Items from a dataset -
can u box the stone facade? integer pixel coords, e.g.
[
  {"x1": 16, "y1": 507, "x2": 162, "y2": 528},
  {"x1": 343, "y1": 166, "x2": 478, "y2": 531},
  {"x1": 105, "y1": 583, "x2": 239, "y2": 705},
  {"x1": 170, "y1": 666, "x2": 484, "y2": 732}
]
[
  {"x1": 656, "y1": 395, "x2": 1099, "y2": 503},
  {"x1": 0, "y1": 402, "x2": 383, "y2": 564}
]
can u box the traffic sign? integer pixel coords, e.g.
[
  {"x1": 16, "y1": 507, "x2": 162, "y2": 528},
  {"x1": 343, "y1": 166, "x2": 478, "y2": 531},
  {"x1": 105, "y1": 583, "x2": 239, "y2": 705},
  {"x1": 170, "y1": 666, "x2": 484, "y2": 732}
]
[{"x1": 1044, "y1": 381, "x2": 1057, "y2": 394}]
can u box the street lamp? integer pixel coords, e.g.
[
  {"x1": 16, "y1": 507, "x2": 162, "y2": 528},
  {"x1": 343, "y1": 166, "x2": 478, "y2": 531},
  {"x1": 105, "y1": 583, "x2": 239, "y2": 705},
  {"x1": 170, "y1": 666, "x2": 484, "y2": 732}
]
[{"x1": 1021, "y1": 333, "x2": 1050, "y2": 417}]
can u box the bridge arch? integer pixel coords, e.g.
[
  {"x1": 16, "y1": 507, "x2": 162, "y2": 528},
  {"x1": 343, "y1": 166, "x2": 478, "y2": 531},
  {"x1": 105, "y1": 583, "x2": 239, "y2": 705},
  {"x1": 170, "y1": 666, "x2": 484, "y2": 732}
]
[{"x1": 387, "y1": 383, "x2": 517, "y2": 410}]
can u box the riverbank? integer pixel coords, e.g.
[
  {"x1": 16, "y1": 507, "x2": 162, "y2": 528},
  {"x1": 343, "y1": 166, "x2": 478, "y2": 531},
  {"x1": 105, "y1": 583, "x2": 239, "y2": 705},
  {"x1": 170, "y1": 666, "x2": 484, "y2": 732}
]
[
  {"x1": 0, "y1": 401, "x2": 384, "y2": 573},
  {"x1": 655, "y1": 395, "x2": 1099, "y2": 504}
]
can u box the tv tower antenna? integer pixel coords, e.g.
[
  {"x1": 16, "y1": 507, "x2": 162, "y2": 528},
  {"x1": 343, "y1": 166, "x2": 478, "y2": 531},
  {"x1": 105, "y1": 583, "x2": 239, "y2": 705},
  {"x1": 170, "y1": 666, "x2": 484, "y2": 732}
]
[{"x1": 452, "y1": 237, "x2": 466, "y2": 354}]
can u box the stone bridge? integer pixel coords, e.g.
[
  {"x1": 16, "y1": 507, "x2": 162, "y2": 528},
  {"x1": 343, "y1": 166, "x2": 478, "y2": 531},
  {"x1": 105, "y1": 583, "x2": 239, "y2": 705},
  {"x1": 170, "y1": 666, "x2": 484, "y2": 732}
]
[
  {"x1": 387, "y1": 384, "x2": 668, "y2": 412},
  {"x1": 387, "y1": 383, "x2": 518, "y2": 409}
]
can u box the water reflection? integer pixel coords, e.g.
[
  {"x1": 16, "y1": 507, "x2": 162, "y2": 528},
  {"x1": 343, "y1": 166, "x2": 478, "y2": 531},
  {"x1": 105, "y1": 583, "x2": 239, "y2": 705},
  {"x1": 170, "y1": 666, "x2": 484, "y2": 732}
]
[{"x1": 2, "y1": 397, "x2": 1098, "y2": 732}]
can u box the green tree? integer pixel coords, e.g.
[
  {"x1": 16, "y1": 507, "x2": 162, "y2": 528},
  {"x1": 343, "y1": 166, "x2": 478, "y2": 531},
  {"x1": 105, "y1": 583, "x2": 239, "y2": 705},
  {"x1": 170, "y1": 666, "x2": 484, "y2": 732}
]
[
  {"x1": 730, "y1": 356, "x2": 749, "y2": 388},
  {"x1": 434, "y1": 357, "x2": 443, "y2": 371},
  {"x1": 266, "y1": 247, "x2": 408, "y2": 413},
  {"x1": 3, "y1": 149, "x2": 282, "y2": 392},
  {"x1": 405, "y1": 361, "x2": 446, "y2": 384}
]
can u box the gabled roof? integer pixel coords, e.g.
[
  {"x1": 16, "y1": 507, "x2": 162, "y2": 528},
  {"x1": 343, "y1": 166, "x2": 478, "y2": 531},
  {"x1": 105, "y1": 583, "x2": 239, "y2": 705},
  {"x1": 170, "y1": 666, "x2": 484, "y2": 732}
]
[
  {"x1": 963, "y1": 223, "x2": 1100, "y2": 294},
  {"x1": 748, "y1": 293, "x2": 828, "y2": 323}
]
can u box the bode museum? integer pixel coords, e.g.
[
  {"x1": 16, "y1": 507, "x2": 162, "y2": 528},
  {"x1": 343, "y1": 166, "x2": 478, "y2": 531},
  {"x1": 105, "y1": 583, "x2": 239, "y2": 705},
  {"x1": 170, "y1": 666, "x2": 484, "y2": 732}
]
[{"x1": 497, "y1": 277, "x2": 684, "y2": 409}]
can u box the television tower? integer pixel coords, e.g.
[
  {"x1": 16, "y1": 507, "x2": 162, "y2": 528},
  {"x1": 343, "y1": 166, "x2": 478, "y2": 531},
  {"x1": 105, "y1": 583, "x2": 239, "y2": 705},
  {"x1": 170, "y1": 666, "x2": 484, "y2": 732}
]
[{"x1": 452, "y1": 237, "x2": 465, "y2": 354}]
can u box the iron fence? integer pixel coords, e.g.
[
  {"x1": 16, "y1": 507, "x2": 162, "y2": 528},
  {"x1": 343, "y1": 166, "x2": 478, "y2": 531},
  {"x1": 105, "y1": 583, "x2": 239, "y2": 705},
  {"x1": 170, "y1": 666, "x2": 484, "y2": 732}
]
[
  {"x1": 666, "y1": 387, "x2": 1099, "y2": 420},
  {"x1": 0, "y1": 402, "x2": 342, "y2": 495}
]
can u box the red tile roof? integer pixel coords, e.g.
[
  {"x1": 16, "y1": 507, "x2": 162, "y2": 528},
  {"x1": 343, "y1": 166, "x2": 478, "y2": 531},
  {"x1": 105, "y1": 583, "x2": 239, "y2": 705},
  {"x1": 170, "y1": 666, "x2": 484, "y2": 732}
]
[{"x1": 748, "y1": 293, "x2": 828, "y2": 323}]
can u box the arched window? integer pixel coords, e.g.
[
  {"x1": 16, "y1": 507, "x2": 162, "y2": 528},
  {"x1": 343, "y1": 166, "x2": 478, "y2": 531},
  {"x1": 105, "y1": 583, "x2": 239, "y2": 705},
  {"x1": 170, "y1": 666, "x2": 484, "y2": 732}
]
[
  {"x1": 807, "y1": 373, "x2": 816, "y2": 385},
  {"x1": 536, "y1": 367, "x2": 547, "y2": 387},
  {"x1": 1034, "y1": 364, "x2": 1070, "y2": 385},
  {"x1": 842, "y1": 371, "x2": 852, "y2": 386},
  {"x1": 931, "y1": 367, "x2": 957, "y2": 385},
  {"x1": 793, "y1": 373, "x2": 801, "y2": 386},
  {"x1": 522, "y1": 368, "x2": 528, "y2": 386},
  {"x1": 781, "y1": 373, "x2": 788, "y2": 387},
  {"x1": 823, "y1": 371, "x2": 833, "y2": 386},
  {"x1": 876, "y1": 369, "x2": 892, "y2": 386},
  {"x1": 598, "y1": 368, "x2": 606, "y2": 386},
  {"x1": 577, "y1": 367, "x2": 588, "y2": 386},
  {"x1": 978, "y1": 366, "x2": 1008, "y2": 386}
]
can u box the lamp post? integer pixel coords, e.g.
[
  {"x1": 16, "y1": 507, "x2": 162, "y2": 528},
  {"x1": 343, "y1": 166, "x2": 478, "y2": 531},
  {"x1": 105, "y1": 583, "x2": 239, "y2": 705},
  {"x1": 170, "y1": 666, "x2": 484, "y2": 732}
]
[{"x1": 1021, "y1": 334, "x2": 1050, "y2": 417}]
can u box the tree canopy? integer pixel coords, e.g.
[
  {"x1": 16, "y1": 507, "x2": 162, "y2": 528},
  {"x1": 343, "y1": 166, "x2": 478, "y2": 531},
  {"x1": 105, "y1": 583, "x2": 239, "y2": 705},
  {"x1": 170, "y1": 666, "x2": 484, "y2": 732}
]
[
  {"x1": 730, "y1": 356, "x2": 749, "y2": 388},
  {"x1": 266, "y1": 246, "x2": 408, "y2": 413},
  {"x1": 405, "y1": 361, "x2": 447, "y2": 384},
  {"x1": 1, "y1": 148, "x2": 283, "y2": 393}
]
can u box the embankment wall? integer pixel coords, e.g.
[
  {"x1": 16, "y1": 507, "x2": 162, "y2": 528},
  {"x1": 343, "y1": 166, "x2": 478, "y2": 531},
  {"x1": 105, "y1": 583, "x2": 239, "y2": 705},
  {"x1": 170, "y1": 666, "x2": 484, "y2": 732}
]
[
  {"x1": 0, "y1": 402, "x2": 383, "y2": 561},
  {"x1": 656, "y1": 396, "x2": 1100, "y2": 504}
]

AIM OF THE TASK - Within the records above, how many lines include the word "bridge"? Only the number is wanted.

RESPONSE TO THIS TASK - 2